# Task input:
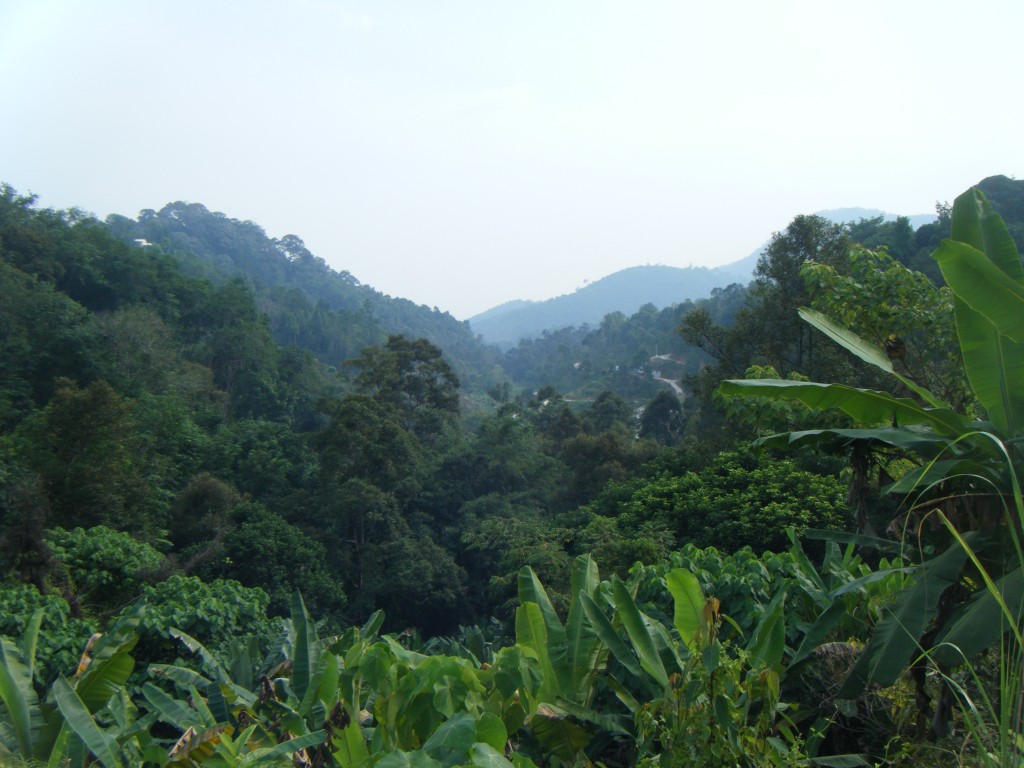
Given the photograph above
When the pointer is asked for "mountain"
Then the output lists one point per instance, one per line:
(308, 304)
(624, 291)
(628, 290)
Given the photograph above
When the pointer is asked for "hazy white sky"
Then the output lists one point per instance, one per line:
(464, 154)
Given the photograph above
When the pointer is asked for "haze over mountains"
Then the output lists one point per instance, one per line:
(628, 290)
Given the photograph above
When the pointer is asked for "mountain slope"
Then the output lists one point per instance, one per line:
(308, 303)
(628, 290)
(624, 291)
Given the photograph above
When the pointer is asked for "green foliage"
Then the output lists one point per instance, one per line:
(740, 499)
(60, 638)
(214, 612)
(104, 568)
(897, 309)
(983, 269)
(263, 550)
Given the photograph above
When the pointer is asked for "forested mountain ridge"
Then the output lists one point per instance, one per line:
(171, 477)
(308, 304)
(626, 291)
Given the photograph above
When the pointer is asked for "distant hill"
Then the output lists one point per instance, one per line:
(308, 304)
(630, 289)
(625, 292)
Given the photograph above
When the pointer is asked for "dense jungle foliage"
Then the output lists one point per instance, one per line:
(208, 437)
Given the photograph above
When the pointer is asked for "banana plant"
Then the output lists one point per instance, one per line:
(938, 610)
(243, 713)
(560, 706)
(61, 727)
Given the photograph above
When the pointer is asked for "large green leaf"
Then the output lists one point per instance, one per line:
(636, 629)
(559, 734)
(304, 667)
(102, 680)
(865, 406)
(80, 721)
(585, 652)
(989, 309)
(350, 748)
(866, 351)
(606, 631)
(689, 604)
(920, 439)
(486, 756)
(531, 591)
(172, 711)
(210, 662)
(975, 221)
(457, 734)
(18, 696)
(271, 756)
(896, 637)
(980, 622)
(531, 633)
(768, 641)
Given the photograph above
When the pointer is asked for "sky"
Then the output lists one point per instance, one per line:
(466, 154)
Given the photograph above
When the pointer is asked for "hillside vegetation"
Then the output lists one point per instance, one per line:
(255, 513)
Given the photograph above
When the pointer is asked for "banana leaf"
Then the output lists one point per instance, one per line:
(895, 639)
(79, 719)
(689, 602)
(866, 351)
(640, 637)
(18, 697)
(865, 406)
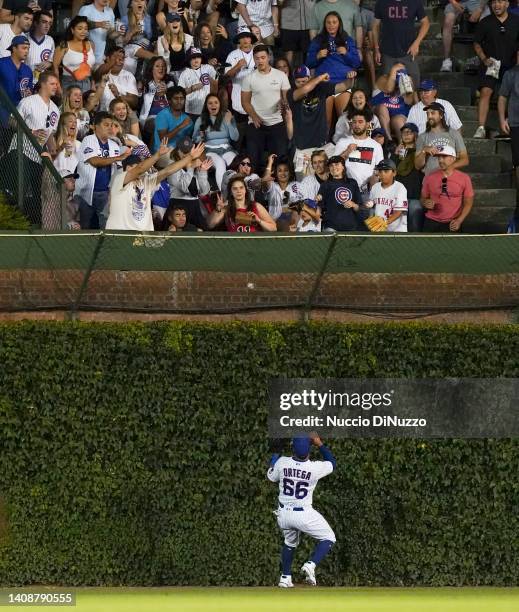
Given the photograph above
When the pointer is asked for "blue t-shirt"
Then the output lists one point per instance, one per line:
(103, 174)
(395, 104)
(17, 83)
(165, 120)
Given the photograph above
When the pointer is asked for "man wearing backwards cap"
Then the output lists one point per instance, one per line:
(132, 189)
(438, 134)
(428, 92)
(447, 194)
(21, 25)
(297, 477)
(308, 104)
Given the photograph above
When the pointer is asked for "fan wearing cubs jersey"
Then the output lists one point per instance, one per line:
(297, 477)
(390, 197)
(199, 80)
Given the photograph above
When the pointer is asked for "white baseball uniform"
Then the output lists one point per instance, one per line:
(232, 59)
(38, 115)
(260, 12)
(188, 78)
(295, 515)
(388, 200)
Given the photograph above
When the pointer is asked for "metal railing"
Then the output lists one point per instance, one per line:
(28, 181)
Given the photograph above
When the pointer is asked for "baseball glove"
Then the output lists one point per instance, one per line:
(376, 224)
(277, 445)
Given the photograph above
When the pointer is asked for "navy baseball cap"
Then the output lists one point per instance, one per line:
(378, 132)
(301, 72)
(435, 106)
(301, 447)
(386, 164)
(410, 126)
(131, 160)
(335, 159)
(427, 85)
(18, 40)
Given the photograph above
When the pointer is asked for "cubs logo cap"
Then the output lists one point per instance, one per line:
(301, 72)
(18, 40)
(445, 150)
(301, 446)
(435, 106)
(194, 52)
(386, 164)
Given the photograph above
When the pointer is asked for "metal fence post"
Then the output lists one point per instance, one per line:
(19, 167)
(308, 306)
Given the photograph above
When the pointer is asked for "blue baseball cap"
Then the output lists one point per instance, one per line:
(18, 40)
(427, 85)
(301, 447)
(378, 132)
(410, 126)
(301, 72)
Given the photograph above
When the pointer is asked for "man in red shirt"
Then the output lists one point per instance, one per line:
(447, 194)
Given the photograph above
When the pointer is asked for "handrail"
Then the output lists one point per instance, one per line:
(6, 101)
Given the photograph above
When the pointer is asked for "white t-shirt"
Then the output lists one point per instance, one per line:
(260, 12)
(188, 78)
(298, 477)
(125, 83)
(418, 116)
(6, 36)
(232, 59)
(388, 200)
(98, 35)
(130, 204)
(360, 165)
(38, 115)
(266, 93)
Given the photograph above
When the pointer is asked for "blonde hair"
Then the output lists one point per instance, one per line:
(168, 35)
(61, 133)
(132, 19)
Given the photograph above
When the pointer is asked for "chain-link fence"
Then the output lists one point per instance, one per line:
(216, 273)
(29, 182)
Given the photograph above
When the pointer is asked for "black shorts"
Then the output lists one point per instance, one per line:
(514, 141)
(295, 40)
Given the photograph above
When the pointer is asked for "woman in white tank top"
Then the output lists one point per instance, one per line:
(75, 56)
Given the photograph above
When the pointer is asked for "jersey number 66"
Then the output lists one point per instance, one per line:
(299, 491)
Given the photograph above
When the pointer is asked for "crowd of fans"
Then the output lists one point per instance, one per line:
(246, 115)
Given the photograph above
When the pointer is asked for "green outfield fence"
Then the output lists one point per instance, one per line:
(28, 181)
(220, 272)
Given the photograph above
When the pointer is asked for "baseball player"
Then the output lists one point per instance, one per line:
(297, 477)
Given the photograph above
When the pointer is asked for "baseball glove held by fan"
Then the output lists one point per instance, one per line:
(376, 224)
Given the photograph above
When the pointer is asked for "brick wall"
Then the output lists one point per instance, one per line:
(210, 291)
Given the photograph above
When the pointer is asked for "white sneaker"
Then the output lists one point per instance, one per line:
(309, 570)
(285, 582)
(446, 65)
(480, 132)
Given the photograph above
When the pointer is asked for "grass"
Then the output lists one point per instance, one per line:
(300, 599)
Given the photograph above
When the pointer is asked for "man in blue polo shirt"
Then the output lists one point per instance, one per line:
(172, 122)
(15, 75)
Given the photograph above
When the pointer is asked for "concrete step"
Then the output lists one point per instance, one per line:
(479, 146)
(457, 95)
(488, 220)
(486, 164)
(491, 181)
(495, 197)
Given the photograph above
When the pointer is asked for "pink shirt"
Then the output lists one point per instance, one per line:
(449, 202)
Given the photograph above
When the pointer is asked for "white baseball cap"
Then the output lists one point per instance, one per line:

# What the exercise asks:
Leave the pictures out, and print every line of the listing exactly as written.

# Reply:
Given the photograph above
When the pointer is asked for "mountain"
Then the output lists one point per instance, one per line:
(308, 304)
(624, 291)
(628, 290)
Given the photograph above
When the pointer is asked for "hazy white sky"
Then the output lists one point per instance, one per line:
(464, 154)
Given the photograph above
When the pointer is asked for "haze over mountains"
Then the output lists one point per instance, one per line:
(628, 290)
Given the photograph above
When the pointer is asked for "mountain slope"
Then the output lists one point per instance, one per line:
(308, 303)
(628, 290)
(624, 291)
Given the photograph above
When the pointer is asked for "green foliage"
Then the output lists one point per instance, one per line:
(740, 499)
(60, 638)
(214, 612)
(104, 568)
(897, 309)
(983, 269)
(263, 550)
Given the photograph above
When the pointer is asked for "forested mountain ridge"
Then the output lists one point per instance, one per line:
(171, 477)
(308, 304)
(626, 291)
Given the photograph above
When the pointer is asked for "distant hill"
Then the output lists one point per instance, one per line:
(308, 304)
(630, 289)
(625, 292)
Given the photograph above
When the pointer is asked for "dense jungle foliage"
Then the output lists one point per instance, one per line:
(208, 437)
Given the photograph above
When the pointer is asked for "banana plant"
Then the output lists one point per instance, one per line:
(938, 610)
(243, 713)
(560, 706)
(61, 727)
Given the photograph above
When the pointer is asked for "large green leaf"
Then the output lists one point per instance, one per line:
(636, 629)
(559, 734)
(304, 667)
(102, 680)
(865, 406)
(80, 721)
(585, 652)
(989, 309)
(350, 748)
(866, 351)
(606, 631)
(689, 604)
(920, 439)
(486, 756)
(531, 591)
(172, 711)
(210, 662)
(975, 221)
(457, 734)
(18, 696)
(271, 756)
(896, 637)
(980, 622)
(531, 633)
(768, 641)
Given the photograph above
When the pointer is asked for "sky"
Then the output lists one point per instance, one per line:
(466, 154)
Given the photograph above
When the pointer is asked for "hillside vegetation"
Then the output lists one point per instance, one per line:
(255, 513)
Given the photograph above
When the pointer is asked for "banana leaf"
Then the output lists one point per instance, one per line:
(895, 639)
(79, 719)
(689, 602)
(866, 351)
(640, 637)
(18, 697)
(865, 406)
Given the photograph above
When the pointer is asked for "blue t-shirt"
Then the output lists one point per instance, one per line:
(103, 174)
(395, 104)
(17, 83)
(165, 120)
Given the photograph above
When the pointer is asked for "man wearing backwards cap"
Then the output lists one point per instance, one per line:
(132, 189)
(438, 134)
(428, 92)
(447, 194)
(21, 25)
(297, 477)
(308, 104)
Given the photograph above
When the pointer is asked for "fan wearing cubs jersey"
Then the output lists one point per instance, one per line:
(297, 477)
(390, 197)
(199, 80)
Given the photograph above
When the pointer is asked for "white baseball uniform"
Then the output lists one point per instance, one per line:
(232, 59)
(38, 115)
(260, 12)
(188, 78)
(295, 515)
(388, 200)
Given the photograph above
When the pointer is asked for "metal railing"
Then the output lists one point per instance, one per line:
(28, 181)
Given the photograph above
When the pointer is asked for "baseball glove"
Then the output lists one point per instance, one per line:
(376, 224)
(277, 445)
Given the photograph above
When the pointer is asked for "navy baseball cap"
Then the output lists one point per instance, one per line:
(378, 132)
(301, 72)
(435, 106)
(301, 447)
(386, 164)
(410, 126)
(131, 160)
(335, 159)
(427, 85)
(18, 40)
Given the photograph above
When the pointer is asked for "cubs logo cap"
Then the output lists one point per instance, one per line:
(301, 72)
(18, 40)
(445, 150)
(301, 446)
(435, 106)
(194, 52)
(386, 164)
Given the photograph above
When the pointer is asked for "metal fence post"
Then the output lists one point per instance, one per line:
(19, 167)
(308, 306)
Given the photograph above
When the pointer is asked for "blue baseball cap"
Then the output lists one point per instance, one per line:
(18, 40)
(427, 85)
(301, 447)
(378, 132)
(410, 126)
(301, 72)
Given the photograph above
When the pointer is asked for "man in red shirt"
Then the output lists one point per instance, one per line:
(447, 194)
Given the photograph above
When the pointer is asked for "handrail"
Then the output lists one point per instance, one per line:
(6, 101)
Given the photograph above
When the pointer is asked for "white t-shirt"
Then the output lists one point per instance, one per line:
(260, 12)
(188, 78)
(298, 477)
(125, 83)
(418, 116)
(6, 36)
(232, 59)
(388, 200)
(98, 35)
(130, 204)
(360, 165)
(38, 115)
(266, 93)
Given the photograph above
When the pointer is asked for "blonde hair"
Then the output lists one point per instance, one per line:
(168, 35)
(61, 133)
(132, 19)
Given the photograph above
When the pointer is asked for "chain-link fence"
Then the output lists one point per instance, one per line:
(216, 273)
(29, 182)
Given the photograph above
When the pointer is asked for "black shorts"
Then the output lists one point per instance, one per line:
(514, 141)
(295, 40)
Given the photograph above
When the pointer is asked for "woman in white tank top"
Then the output lists one point per instance, one per line:
(75, 56)
Given the photograph above
When the pointer is asked for "jersey number 66"
Then the output lists one point per instance, one per line:
(299, 491)
Given the photograph above
When the pointer is asked for "crowd of fans"
Then the output lists one point per instance, one per line:
(246, 115)
Given the photograph above
When the pointer is asked for "green outfield fence"
Then the output lists one point per instance, one per line:
(28, 181)
(220, 272)
Given the photograph above
When the pointer is asked for "baseball player"
Then the output lists one point per instance, one per line:
(297, 477)
Given the photograph above
When the pointer is asked for "baseball glove held by fan"
Then the output lists one point per instance, one per line:
(376, 224)
Given the photograph above
When the pointer is asked for "brick wall"
Then the output lists one point per instance, one per line:
(210, 291)
Given the photograph above
When the pointer is asked for "white sneaker"
Then the output lists one point per instance, one per line:
(309, 570)
(285, 582)
(446, 65)
(480, 132)
Given the photograph above
When the pointer is asked for "grass"
Then the output lists one point per instance, one per line:
(300, 599)
Given the photograph above
When the pointer is asked for "man in blue polo shirt"
Then the output lists one point per instance, one per line:
(172, 122)
(15, 75)
Given the photograph above
When the pointer is asked for "concrete step"
Then the output lists one point per instance, one per line:
(479, 146)
(457, 95)
(488, 220)
(486, 164)
(491, 181)
(495, 197)
Given the photograph above
When the pointer is asked for "pink shirt"
Then the output lists one point per instance, one per line:
(449, 202)
Given the photograph above
When the pointer is asked for "white baseball cap"
Then the output lists one point per instance, one per line:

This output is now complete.